A Doutrina de Segurança Nacional permanece como base ideológica compartilhada pela imensa maioria dos integrantes do aparato repressivo, atualizada pela Doutrina de Garantia de Lei e Ordem, oficializada através de Decreto assinado por Dilma Rousseff em 2014, no contexto da repressão aos movimentos populares contrários aos gastos exorbitantes na Copa do Mundo. A liderança brasileira na agressão militar imperialista ao Haiti proporcionou aos militares extraordinária experiência de aprendizado relativo ao controle repressivo de populações (sobretudo nas favelas, como demonstrou o massacre de Cite Soleil, em 2004). Não é casual o fato de que a maior parte dos militares integrantes do primeiro escalão do governo Bolsonaro tenham integrado as tropas de ocupação, a começar pelo General Augusto Heleno, primeiro comandante das tropas de ocupação. Igualmente, a imposição da Lei Antiterrorismo – cuja sanção foi o último ato do governo Rousseff, poucos dias antes de seu afastamento – situa-se neste contexto.
A transição pelo alto, a garantia de absoluta impunidade aos agentes do terror de Estado e a permanência, em seus elementos fundamentais, do hipertrofiado aparato repressivo que agiu sob o terror de Estado, garantiram condições para que, em um contexto de ascensão conservadora e disseminação da ideologia do ódio que marca o bolsonarismo, tais setores mostrem sua força e se constituam hoje em um dos seus principais pilares.

Registros de marcação de pontos
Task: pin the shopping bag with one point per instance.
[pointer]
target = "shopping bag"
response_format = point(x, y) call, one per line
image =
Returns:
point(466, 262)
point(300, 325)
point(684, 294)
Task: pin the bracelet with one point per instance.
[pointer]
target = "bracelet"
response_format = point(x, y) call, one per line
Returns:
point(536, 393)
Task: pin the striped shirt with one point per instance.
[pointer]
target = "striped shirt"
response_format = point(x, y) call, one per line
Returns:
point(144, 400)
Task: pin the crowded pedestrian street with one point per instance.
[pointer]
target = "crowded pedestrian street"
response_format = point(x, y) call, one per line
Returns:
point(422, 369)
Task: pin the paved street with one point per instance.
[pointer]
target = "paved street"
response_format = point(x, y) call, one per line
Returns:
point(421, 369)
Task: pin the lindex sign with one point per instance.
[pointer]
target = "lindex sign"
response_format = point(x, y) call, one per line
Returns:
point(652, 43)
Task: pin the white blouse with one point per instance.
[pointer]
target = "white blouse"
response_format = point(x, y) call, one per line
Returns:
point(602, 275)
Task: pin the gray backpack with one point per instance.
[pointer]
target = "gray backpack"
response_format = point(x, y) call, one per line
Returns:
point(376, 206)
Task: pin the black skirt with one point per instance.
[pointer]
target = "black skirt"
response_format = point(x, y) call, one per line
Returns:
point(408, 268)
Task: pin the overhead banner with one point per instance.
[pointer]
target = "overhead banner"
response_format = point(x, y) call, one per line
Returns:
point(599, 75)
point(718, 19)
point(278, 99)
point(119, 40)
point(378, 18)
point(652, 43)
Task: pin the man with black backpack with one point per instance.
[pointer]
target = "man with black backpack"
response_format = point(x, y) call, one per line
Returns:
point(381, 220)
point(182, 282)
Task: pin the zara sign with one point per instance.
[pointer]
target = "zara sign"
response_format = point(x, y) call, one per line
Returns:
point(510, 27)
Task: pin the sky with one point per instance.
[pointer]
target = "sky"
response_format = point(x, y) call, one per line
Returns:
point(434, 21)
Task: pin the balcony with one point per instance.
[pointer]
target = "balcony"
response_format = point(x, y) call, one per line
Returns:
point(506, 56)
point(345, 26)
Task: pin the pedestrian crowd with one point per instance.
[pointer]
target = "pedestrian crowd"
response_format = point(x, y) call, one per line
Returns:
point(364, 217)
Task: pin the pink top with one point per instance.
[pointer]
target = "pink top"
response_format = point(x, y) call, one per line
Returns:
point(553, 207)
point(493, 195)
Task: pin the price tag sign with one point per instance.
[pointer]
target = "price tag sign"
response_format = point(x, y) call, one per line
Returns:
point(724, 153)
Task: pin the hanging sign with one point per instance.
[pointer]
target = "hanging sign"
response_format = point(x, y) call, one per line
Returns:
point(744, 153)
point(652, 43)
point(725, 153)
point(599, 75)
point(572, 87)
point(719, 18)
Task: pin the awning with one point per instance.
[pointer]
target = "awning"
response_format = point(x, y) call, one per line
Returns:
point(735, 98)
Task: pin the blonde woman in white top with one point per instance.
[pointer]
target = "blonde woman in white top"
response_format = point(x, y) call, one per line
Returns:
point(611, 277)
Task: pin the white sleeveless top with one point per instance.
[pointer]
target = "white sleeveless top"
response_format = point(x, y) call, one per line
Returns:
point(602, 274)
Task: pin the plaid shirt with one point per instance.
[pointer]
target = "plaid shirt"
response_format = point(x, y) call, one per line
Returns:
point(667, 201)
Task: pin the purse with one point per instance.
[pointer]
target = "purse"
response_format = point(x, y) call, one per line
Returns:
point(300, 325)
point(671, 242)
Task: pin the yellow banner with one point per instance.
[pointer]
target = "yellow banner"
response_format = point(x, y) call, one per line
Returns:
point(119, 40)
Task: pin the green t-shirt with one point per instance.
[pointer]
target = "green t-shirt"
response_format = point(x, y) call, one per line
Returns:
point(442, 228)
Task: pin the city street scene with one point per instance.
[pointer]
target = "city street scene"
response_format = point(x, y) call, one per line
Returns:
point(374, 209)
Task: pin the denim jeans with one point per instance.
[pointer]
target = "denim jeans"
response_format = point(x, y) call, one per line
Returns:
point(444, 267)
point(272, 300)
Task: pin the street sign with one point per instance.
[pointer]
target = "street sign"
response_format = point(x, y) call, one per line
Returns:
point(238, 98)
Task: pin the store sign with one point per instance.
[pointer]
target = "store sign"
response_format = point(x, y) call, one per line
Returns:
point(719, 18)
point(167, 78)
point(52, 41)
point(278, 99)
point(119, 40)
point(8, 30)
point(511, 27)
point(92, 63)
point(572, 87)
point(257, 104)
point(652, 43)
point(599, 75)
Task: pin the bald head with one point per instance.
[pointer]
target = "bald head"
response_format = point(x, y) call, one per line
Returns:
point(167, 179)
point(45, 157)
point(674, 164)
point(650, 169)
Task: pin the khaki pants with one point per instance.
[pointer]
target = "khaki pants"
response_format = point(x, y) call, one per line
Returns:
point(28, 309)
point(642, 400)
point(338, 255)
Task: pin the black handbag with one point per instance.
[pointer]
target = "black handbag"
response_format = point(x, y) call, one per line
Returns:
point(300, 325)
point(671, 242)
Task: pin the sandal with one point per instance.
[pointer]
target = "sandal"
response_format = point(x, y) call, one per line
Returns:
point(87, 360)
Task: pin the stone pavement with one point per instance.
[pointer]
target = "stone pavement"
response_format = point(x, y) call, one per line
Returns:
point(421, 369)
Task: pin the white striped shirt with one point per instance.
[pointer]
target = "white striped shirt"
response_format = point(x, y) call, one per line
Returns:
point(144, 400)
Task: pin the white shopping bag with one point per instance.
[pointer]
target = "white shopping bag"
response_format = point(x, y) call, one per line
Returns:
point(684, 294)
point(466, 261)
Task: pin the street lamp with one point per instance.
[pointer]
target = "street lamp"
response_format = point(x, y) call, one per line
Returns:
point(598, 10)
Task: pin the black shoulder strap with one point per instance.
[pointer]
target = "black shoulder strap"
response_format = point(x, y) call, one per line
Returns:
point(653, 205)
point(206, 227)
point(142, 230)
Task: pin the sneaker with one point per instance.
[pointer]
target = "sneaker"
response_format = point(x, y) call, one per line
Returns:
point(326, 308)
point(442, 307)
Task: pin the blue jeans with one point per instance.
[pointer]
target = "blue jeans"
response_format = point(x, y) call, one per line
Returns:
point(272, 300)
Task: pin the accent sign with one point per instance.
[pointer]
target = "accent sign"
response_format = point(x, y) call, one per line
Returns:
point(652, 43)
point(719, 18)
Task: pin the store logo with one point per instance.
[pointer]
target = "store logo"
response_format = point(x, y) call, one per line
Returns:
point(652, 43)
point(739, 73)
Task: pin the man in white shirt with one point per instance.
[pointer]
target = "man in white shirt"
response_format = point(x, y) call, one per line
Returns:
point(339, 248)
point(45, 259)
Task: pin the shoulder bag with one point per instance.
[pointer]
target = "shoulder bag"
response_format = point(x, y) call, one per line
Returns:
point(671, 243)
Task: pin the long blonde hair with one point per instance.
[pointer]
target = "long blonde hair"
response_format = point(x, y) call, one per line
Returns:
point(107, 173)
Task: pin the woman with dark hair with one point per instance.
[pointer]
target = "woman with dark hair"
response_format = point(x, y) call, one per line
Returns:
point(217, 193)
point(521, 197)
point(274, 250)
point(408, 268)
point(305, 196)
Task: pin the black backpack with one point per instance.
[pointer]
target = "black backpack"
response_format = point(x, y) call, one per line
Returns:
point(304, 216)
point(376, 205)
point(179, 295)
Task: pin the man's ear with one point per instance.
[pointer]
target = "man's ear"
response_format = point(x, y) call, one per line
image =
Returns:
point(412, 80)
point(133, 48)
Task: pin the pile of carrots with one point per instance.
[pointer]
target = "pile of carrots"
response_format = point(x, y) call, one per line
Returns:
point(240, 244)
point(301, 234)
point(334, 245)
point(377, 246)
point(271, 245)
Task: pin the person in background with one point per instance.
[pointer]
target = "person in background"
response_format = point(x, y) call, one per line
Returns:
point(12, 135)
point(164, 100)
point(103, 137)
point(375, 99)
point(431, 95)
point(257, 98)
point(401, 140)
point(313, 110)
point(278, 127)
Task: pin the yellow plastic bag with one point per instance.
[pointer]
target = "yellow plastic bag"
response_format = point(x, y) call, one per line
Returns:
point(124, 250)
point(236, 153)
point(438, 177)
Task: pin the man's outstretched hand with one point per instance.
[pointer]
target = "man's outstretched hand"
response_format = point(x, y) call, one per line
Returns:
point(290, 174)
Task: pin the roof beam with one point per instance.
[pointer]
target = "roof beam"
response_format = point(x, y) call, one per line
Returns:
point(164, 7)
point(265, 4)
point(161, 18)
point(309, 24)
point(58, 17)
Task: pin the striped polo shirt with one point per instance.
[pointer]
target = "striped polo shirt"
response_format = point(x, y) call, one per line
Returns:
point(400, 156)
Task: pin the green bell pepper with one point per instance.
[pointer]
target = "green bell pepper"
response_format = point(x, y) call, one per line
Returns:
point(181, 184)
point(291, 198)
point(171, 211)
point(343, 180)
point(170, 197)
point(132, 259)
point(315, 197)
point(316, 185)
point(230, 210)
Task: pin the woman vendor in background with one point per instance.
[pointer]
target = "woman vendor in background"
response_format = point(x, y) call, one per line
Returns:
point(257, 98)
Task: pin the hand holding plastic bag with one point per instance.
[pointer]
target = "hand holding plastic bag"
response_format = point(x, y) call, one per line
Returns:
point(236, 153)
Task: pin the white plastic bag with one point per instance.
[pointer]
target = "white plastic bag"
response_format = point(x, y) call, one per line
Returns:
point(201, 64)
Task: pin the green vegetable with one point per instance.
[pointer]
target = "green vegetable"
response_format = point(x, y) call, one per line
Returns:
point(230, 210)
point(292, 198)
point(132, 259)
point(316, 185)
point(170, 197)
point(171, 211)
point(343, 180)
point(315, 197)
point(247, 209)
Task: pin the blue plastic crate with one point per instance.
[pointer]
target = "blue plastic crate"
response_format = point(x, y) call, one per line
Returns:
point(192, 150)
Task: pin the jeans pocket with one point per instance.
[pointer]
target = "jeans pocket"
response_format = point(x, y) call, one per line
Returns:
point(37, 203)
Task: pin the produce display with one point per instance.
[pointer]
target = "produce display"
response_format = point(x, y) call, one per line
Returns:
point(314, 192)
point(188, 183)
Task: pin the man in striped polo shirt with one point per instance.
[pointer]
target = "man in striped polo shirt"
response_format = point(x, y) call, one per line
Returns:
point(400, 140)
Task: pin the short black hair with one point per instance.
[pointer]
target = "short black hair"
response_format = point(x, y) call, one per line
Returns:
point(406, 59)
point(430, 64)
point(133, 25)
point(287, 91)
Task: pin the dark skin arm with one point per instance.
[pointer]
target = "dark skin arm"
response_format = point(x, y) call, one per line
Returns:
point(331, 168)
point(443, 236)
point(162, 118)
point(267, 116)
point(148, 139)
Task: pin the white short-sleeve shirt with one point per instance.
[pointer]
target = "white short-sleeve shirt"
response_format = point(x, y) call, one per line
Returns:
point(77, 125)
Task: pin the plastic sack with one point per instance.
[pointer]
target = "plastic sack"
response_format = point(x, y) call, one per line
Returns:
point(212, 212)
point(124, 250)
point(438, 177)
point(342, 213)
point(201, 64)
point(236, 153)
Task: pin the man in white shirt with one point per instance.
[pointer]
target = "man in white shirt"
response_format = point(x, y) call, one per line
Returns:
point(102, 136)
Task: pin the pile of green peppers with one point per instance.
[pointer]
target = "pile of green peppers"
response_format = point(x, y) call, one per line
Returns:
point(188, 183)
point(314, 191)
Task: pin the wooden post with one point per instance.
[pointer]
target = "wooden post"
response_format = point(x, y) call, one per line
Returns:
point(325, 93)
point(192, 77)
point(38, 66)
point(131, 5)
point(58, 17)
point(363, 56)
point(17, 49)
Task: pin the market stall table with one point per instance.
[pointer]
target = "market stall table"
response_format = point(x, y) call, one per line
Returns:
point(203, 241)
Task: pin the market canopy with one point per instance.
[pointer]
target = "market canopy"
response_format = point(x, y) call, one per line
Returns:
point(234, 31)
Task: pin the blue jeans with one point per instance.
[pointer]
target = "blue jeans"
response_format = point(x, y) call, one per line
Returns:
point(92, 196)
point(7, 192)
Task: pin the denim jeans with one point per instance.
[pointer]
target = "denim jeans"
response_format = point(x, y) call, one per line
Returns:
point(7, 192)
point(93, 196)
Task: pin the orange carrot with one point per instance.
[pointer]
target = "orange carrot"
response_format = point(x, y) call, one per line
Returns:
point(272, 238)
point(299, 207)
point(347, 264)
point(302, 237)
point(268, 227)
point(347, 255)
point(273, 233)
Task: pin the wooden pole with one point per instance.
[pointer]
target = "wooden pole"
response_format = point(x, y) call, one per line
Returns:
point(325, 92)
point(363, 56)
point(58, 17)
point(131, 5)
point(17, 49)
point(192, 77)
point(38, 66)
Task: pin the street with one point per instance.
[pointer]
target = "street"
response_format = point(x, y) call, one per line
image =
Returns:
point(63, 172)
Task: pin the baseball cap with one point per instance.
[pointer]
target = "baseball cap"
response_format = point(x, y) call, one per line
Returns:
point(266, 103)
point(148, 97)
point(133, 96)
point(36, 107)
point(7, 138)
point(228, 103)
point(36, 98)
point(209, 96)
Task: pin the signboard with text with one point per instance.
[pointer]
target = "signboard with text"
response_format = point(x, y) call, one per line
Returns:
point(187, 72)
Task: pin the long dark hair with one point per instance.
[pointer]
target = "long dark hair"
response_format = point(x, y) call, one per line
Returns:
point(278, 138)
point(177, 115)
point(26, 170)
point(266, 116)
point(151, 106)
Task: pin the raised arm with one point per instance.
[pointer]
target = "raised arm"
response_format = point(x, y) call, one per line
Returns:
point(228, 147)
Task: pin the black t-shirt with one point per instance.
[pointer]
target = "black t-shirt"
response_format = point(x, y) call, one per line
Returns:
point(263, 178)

O que fazer:
- A) Liste todas as pessoas mencionadas pelo nome no texto sobre o aparato repressivo.
- B) Por favor, prossiga o texto sobre o aparato repressivo a partir do ponto em que ele termina.
Os registros não são necessários para esta atividade.

Respostas por tarefa:
- A) Dilma Rousseff, Bolsonaro e o General Augusto Heleno.

- B)
3) Democracia autoritária
Outra alternativa – que parece ser a preferida das classes dominantes por comportar menos riscos e garantir maior controle sobre o processo – é o gradativo fechamento do regime sem uma ruptura aberta. Nesta perspectiva, é central o impedimento do acesso dos setores populares aos mecanismos de participação política efetiva, mesmo aqueles tradicionalmente garantidos nas democracias burguesas. O simulacro de normalização do Haiti sob ocupação militar desde 2004 e principalmente os golpes institucionais, perpetrados conjuntamente pelos poderes legislativo e judiciário e pelos grandes meios de comunicação em Honduras (2009), Paraguai (2012) e Brasil (2016) são expressão desta perspectiva. Há aqui a preocupação significativa em manter a aparência de legalidade, o que diferencia claramente estes processos das ditaduras fascistas e do terrorismo de Estado. Interessa à classe dominante a manutenção do sufrágio universal e do funcionamento do Parlamento e do Judiciário, que as permitem administrar suas diferenças sem grandes sobressaltos, mantendo-as livres de qualquer participação popular expressiva.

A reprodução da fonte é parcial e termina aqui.